Entries taken from a collection
--------------------------------------------------
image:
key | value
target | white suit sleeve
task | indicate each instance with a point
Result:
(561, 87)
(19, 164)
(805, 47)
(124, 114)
--------------------------------------------------
● What to do
The records above are to be duplicated in full and exactly.

● Answer
image:
key | value
target | white suit sleeve
task | indicate each instance with a point
Result:
(561, 87)
(19, 164)
(805, 47)
(124, 114)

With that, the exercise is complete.